EXERCISE BRIEF: Copy, from the entries below, each line in which the string "foliage" appears.

[Dataset entries]
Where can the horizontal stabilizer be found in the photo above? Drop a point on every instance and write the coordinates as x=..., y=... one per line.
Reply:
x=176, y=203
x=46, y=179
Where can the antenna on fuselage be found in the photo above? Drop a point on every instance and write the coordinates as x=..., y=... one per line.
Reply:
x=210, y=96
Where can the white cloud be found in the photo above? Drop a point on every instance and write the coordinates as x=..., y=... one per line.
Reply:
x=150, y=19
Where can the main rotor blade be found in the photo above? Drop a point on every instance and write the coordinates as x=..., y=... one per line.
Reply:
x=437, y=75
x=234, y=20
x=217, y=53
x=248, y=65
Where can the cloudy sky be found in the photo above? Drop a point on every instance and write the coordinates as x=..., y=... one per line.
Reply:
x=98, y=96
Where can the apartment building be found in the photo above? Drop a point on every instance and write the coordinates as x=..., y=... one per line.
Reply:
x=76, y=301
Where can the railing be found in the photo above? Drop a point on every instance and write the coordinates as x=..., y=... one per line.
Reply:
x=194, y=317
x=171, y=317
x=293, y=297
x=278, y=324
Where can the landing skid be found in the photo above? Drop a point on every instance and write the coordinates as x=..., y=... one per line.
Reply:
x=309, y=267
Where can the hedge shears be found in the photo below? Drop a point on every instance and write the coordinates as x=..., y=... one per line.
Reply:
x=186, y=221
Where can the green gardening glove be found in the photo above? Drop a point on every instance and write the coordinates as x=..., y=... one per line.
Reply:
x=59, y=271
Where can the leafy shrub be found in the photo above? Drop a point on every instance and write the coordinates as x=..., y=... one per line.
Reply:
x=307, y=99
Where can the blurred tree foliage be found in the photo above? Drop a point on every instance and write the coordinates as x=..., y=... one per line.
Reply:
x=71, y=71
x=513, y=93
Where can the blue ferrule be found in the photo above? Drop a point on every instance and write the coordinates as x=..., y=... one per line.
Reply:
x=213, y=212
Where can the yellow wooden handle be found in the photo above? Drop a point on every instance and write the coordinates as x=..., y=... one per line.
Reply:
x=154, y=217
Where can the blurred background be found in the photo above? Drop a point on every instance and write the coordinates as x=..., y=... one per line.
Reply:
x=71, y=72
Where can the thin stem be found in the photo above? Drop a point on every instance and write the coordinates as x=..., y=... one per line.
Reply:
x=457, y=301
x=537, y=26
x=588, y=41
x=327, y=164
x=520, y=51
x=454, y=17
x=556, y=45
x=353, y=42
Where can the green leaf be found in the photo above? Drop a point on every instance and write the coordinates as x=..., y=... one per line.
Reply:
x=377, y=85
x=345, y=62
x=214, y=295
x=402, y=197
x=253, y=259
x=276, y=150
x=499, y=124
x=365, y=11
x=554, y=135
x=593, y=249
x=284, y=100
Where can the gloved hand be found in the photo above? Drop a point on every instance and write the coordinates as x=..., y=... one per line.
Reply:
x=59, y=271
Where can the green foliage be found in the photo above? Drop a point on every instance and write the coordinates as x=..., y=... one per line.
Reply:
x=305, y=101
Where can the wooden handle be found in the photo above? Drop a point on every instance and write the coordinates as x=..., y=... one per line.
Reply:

YOUR RESPONSE:
Where can the blurred tree foliage be found in the photo above? Drop a point on every instance and write the coordinates as x=..., y=... one per line.
Where can the green foliage be found in the photo above? Drop a point on every instance and write the coordinates as x=..., y=... one per line.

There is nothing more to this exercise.